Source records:
■ ■ ■ ■ ■ ■ ■

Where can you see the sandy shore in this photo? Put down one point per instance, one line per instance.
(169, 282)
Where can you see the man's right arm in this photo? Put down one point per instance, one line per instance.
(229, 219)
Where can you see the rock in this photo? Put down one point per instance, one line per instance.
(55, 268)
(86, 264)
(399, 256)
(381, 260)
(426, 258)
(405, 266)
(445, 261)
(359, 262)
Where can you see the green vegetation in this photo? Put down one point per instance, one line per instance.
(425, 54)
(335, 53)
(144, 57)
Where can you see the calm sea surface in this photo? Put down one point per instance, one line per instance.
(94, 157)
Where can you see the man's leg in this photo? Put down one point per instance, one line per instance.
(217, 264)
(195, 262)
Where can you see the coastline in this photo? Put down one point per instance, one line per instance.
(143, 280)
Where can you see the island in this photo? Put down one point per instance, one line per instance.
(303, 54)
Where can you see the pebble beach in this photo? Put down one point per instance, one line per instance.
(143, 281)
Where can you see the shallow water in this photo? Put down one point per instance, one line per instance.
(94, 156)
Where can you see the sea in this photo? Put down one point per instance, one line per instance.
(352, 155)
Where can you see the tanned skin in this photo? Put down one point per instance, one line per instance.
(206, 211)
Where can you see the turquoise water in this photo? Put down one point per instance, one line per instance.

■ ■ ■ ■ ■ ■ ■

_Exercise instructions_
Copy the data above in full, character for character.

_Result for this exercise_
Where can you see the sandy shore in this photo? Put down one point per instance, one line per instance.
(169, 282)
Where can you see the man's right arm in this photo? Put down one point per instance, one line per instance.
(229, 219)
Where can you see the rock in this photo? Put down one point per instance, one line per instance.
(55, 268)
(86, 264)
(399, 256)
(381, 260)
(426, 258)
(405, 266)
(445, 261)
(359, 262)
Where can you see the green vegetation in this photo? Put down one point per instance, one line per instance.
(425, 54)
(335, 53)
(144, 57)
Where can you see the calm sea surface in this photo? Put down one point per instance, one line per instance.
(94, 157)
Where can you see the man's leg in this photo? Put down one point per instance, one line per instance.
(217, 264)
(195, 262)
Where can you see the coastline in this photo? Put down one point per instance, one line per instance.
(143, 280)
Where can you see the island in this photo? Put down one point per instance, one line per instance.
(303, 54)
Where can you see the pebble beach in this photo? Put down one point per instance, one line per instance.
(143, 281)
Where can you see the shallow water in this photo? Put down one point per instance, one line per instance.
(94, 156)
Where can you see the sea in this photo? Put down one point per instance, one line per instance.
(352, 155)
Where can you see the tanned skin in this photo? Put down one point per instance, one line per instance.
(206, 211)
Where can you see the turquoise water in this photo? Put down one point per instance, one line per instance.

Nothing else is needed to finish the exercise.